» **抜粋文**:

□ □ □ □ □ □ □

キサラギ スタンダード・エディション [DVD]

キャスト ★★★★★
ストーリー ★★★★★
テンポ ★★★★

結論:舞台が好きな人におすすめ!

2007年 日本
監督:佐藤祐市
脚本:古沢良太

※あらすじ・本編ラストのネタバレあり。未視聴の方はご注意ください※

目次

ストーリー

2007年 2月4日。
自殺したアイドル『如月ミキ』の一周忌に集まった5人の男。
ファン同士の気軽なオフ会になるはずだった集まりは、いつしかミキの死の真相を暴く裁定の場となっていく・・・。

あらすじ兼登場人物紹介

如月ミキ(演:酒井香奈子)

「遅れてきた清純派アイドル」という触れ込みでデビューしたマイナーなグラビアアイドル。プロポーションもパッとせず、二重はプチ整形。壊滅的に音痴で演技もドヘタだったが、ヘアスプレーと殺虫剤を間違って使ってしまうほどの天然ドジっ子キャラで、ごくごく一部にカルト的な人気を誇る。2006年の2月4日。部屋に油をまき、火をつけて焼身自殺した。

泣かず飛ばずの人気からヘアヌード写真集の企画があったこと。自殺の直前、マネージャーの留守電に「やっぱり駄目みたい」と録音を残していたことから、仕事に悩んでの自殺かと思われたいたが・・・?

オダ・ユージ(演:ユースケ・サンタマリア)

喪服を着てやってきた男性。
非常に生真面目な性格で、お気楽ムードだった追悼会の空気を一変させた。ハンドルネームの由来はもちろん「事件は会議室で起きてるんじゃない。現場で起きてるんだッ!!」の人。密かに憧れていたらしい。安男のアップルパイに食いつくなど意外に甘いものが好き。

その正体はミキの元・マネージャー。
今は細身だが以前は太っており、ファンからは「デブッチャー」と有名だったが、ミキの死により激ヤセしていたため誰も気付かなかった。

ミキが自殺の方法に周囲に被害が及ぶ焼死を選んだことを疑問に思い、彼女はストーカーに殺害されたのではと考えていた。彼の話によれば、ストーカーは事件の1週間前、1月26日にミキの家に侵入。布団を畳み洗い物を片付け、私物を盗んでいった。さらに事件当日も、寝室の窓から部屋に侵入していたという。

ファンサイトの掲示板にミキしか知らないような部屋の状況を書き込む人間がいたことから、犯人(ストーカー)を誘き出すため、メンバーを追悼会に呼ぶよう家元に提案していた。

いちご娘(演:香川照之)

不審者にしかみえないおっさん。
掲示板では女性のフリをして書き込みをしていた。

□ □ □ □ □ □ □

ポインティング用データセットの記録
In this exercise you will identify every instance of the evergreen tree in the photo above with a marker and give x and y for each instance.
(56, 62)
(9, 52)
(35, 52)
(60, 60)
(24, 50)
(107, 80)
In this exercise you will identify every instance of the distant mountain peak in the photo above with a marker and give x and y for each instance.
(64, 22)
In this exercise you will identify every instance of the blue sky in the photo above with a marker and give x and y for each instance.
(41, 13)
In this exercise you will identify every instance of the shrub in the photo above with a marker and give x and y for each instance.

□ □ □ □ □ □ □

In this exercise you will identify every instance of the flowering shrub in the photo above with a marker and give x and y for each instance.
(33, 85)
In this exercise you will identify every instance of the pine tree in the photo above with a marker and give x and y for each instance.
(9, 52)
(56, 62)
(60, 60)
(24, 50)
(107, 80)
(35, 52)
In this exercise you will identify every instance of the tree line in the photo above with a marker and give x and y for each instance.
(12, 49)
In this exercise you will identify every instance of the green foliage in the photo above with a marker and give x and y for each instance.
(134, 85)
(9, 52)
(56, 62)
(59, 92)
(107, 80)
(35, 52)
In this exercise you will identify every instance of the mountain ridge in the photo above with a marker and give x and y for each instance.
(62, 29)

□ □ □ □ □ □ □

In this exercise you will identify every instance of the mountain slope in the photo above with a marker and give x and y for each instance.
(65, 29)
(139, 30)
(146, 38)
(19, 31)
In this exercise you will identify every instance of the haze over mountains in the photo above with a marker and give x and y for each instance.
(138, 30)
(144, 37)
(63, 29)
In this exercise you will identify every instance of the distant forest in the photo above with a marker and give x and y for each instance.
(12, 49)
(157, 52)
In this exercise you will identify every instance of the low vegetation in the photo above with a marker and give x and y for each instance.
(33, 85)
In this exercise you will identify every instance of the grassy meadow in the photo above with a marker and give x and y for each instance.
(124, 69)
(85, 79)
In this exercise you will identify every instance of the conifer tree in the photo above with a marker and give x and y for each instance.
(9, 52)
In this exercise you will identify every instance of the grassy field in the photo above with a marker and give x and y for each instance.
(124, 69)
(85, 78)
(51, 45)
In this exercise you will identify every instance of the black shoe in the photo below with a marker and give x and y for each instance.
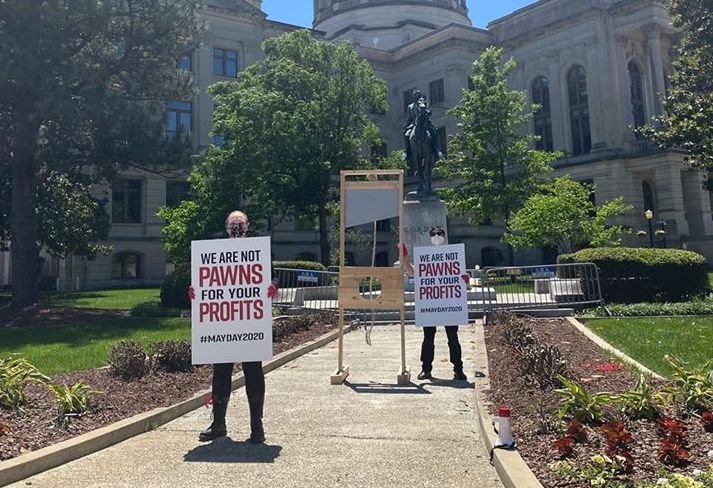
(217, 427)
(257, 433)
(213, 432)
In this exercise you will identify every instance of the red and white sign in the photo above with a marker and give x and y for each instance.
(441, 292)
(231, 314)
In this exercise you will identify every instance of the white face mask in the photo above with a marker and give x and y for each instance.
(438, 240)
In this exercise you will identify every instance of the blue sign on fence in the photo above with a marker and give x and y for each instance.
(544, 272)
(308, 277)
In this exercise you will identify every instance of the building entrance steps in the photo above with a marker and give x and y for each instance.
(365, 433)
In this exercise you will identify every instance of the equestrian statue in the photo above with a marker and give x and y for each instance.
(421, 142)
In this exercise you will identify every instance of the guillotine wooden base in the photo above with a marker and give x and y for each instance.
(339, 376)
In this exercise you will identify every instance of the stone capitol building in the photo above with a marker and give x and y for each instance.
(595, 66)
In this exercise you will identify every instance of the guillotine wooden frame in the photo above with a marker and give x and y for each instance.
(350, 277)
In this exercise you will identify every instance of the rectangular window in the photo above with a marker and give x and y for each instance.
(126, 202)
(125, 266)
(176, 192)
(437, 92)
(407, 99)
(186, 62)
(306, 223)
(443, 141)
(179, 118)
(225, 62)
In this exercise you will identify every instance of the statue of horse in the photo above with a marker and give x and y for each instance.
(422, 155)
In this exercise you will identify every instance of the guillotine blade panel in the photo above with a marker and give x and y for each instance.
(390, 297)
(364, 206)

□ □ □ □ □ □ □

» **作業指示**:
**A)** 映画『キサラギ』の紹介文によると、オダ・ユージの話では、ストーカーが最初にミキの家に侵入したのは何月何日ですか。
**B)** 映画『キサラギ』の紹介文を最後の一文から引き継ぎ、続きを書いてください。

» **各問の解答**:
**A)** 1月26日です。

**B)**
ミキがアロマキャンドルやラッキ・チャッピーグッズ集めにハマっていたことなど、関係者しか知らない事情を書き込んでいたこと。ストーカーが盗んだミキの私物のカチューシャをつけ現れたことから、ストーカー本人と断定され、オダに殺されかける。

だが部屋に侵入したのは事件の1週間前の一度きりであり、事件当日はミキが男に抱きつき、部屋に招き入れたところを目撃。そのショックでヤケ酒を飲み、無銭飲食の罪で安達刑務所の留置所で一晩を過ごしていた。

その正体はミキが4歳の時に生き別れた、ミキの実の父親。
娘だと気付いてからは電柱の影から部屋を見守っていたが、ミキが寝室の窓を開けっぱなしで仕事に行ってしまったため、閉めてあげるついでに部屋を片付けていった。

スネーク(演:小出恵介)

すぐに他人に乗っかる腰巾着精神が旺盛な男。ノリがべらぼうに軽い。いちご娘が本当に女の子だと一人だけ信じているなど根が単純。というか単細胞。雑貨屋勤務。

正体はミキの友人。
持っていた生写真から、いちご娘が事件当日に見た「ミキの部屋に入っていったモヒカン頭のチャラ男」であることがバレた。

ミキはスネークが勤める雑貨屋にラッピーチャッピーグッズを買いにくる常連客であり、タレントであることを知らずに接していた。当日は新入荷した「ラッキーチャッピーのボトル(6本入り)」を部屋まで配達し、調味料やハンドソープなどの入れ替えを手伝っていた。(ちなみにミキが抱きついていたのはこの箱の方である)

ファンというより個人的にミカに好意を持っておりその場で告ったが、恋人がいると即フラれたらしい。

が。事件があった時刻には、直前に起きた地震の影響で店長と一緒に商品棚の整理整頓に追われていたため、アリバイはある。

安男(演:塚地武雅)

何かと場から消え、間の悪いタイミングで現れることに定評があるメタボ。毎回部屋に戻るたびに状況が激変する可愛そうな人。自分の頬をはたいて自分を罰する癖がある。

農家を営んでおり、福島県から片道6時間弱かけてきた。お菓子作りが趣味でお手製のアップルパイを持参してきたが、それが後に悲劇を呼ぶことに・・・。

正体はミキの恋人。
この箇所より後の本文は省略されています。